▸ THE INPUT

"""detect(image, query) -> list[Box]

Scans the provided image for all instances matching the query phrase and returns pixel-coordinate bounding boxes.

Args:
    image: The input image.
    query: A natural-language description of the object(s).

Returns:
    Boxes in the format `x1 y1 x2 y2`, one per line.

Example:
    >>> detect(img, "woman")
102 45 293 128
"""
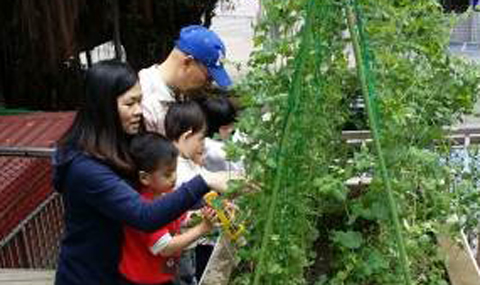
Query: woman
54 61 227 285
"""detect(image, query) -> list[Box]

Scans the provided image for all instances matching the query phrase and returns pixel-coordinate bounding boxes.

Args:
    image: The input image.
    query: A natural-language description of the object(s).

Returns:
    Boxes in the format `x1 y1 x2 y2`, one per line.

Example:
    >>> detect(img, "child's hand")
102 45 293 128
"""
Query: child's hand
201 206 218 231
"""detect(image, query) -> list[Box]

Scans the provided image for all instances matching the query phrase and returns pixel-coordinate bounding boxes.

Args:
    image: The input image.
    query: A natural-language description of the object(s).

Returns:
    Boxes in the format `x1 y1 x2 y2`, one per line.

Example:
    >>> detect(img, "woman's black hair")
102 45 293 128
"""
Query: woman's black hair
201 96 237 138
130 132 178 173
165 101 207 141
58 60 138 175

--

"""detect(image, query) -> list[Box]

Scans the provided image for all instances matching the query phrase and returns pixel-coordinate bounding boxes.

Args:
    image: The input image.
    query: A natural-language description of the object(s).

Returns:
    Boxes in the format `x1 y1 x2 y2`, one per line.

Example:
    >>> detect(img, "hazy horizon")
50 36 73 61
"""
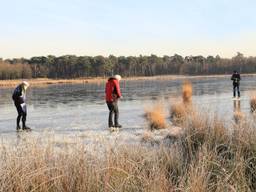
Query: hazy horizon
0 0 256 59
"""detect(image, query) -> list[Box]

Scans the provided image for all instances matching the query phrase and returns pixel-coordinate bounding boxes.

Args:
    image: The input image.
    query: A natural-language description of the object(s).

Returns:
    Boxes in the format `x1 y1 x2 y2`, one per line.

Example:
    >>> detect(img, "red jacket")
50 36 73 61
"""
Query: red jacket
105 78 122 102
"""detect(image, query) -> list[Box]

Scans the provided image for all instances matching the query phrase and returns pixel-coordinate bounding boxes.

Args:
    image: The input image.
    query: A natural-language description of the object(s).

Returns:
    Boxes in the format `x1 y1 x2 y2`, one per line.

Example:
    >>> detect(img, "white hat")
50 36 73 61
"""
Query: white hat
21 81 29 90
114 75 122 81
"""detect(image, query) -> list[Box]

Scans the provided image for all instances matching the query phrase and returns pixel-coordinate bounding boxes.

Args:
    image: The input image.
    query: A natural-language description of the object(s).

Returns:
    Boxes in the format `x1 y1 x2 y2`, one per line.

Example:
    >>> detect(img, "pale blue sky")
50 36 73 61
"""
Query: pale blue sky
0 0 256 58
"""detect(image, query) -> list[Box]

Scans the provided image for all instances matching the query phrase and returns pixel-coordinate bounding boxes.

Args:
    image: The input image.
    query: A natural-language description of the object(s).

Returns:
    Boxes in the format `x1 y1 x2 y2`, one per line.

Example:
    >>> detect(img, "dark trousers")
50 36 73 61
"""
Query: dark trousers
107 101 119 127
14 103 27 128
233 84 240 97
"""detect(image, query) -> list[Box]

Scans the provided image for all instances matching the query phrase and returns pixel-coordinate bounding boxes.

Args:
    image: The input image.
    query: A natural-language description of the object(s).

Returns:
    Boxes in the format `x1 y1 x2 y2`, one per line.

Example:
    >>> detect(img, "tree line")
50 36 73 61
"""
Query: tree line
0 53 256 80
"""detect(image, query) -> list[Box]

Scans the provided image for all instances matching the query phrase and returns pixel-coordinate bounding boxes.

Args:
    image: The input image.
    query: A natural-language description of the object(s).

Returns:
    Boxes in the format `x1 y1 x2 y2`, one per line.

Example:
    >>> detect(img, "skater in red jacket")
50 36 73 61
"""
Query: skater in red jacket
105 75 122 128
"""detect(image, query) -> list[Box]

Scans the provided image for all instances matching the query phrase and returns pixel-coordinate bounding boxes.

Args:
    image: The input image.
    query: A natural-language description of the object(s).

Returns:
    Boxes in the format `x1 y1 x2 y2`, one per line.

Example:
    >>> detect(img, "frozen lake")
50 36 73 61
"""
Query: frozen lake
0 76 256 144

▸ TASK TO CARRY OUT
Please report each line of the entries above that contains the word "hair", copying every such line in full. Matching is case-sensitive.

▸ RESPONSE TO THE TASK
    >>> detect(img, "woman's black hair")
Query: woman's black hair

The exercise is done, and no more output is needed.